Aim of the exercise: Give all of the lines again, with nothing added or dropped.

BEGIN Supplied records

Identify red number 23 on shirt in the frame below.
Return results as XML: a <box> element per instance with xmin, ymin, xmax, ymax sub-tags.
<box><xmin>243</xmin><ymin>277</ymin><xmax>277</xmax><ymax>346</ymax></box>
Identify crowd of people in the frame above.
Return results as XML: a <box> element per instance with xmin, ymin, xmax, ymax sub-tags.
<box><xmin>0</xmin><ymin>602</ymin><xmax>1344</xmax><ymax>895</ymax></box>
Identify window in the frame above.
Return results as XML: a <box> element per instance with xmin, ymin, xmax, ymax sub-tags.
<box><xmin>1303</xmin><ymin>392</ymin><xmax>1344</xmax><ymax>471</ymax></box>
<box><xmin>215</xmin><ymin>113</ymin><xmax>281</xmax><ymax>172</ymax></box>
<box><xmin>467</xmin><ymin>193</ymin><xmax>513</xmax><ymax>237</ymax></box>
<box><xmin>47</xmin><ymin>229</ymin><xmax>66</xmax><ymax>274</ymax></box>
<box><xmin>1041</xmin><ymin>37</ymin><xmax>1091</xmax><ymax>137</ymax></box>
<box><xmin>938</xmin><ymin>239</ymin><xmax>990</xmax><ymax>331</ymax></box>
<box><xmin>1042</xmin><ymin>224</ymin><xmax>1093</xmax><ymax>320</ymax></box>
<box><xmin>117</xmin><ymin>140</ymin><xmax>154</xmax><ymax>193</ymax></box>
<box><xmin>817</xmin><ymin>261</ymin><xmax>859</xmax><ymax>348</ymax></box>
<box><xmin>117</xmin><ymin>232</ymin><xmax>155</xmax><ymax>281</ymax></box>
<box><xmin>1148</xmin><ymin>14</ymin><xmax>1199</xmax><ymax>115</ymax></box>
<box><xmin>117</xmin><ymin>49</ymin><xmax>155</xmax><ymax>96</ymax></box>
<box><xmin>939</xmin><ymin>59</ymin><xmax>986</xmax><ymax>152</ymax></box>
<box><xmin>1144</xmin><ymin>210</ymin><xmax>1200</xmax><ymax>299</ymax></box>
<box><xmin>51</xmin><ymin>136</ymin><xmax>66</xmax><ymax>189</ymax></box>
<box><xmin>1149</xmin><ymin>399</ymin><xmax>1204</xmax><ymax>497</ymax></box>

END Supplied records

Correct output:
Identify red number 23 on shirt in the frame below.
Return results as XML: a <box> element per instance with xmin, ymin, xmax, ymax sub-tags.
<box><xmin>243</xmin><ymin>277</ymin><xmax>277</xmax><ymax>346</ymax></box>
Identify crowd of people in the frame above.
Return results as XML: a <box> element per instance with xmin, ymin, xmax, ymax sub-tags.
<box><xmin>0</xmin><ymin>602</ymin><xmax>1344</xmax><ymax>895</ymax></box>
Identify window in the frame above.
Return results as XML: a <box> element per instance with xmin, ymin, xmax, ymax sub-tags.
<box><xmin>1303</xmin><ymin>392</ymin><xmax>1344</xmax><ymax>471</ymax></box>
<box><xmin>215</xmin><ymin>113</ymin><xmax>281</xmax><ymax>172</ymax></box>
<box><xmin>467</xmin><ymin>193</ymin><xmax>513</xmax><ymax>237</ymax></box>
<box><xmin>47</xmin><ymin>229</ymin><xmax>66</xmax><ymax>274</ymax></box>
<box><xmin>1041</xmin><ymin>37</ymin><xmax>1091</xmax><ymax>137</ymax></box>
<box><xmin>938</xmin><ymin>239</ymin><xmax>990</xmax><ymax>331</ymax></box>
<box><xmin>1042</xmin><ymin>224</ymin><xmax>1093</xmax><ymax>320</ymax></box>
<box><xmin>117</xmin><ymin>140</ymin><xmax>154</xmax><ymax>193</ymax></box>
<box><xmin>817</xmin><ymin>261</ymin><xmax>859</xmax><ymax>348</ymax></box>
<box><xmin>117</xmin><ymin>232</ymin><xmax>155</xmax><ymax>281</ymax></box>
<box><xmin>1148</xmin><ymin>14</ymin><xmax>1199</xmax><ymax>115</ymax></box>
<box><xmin>117</xmin><ymin>49</ymin><xmax>155</xmax><ymax>96</ymax></box>
<box><xmin>939</xmin><ymin>59</ymin><xmax>986</xmax><ymax>152</ymax></box>
<box><xmin>1144</xmin><ymin>210</ymin><xmax>1200</xmax><ymax>299</ymax></box>
<box><xmin>51</xmin><ymin>136</ymin><xmax>66</xmax><ymax>189</ymax></box>
<box><xmin>1149</xmin><ymin>399</ymin><xmax>1204</xmax><ymax>497</ymax></box>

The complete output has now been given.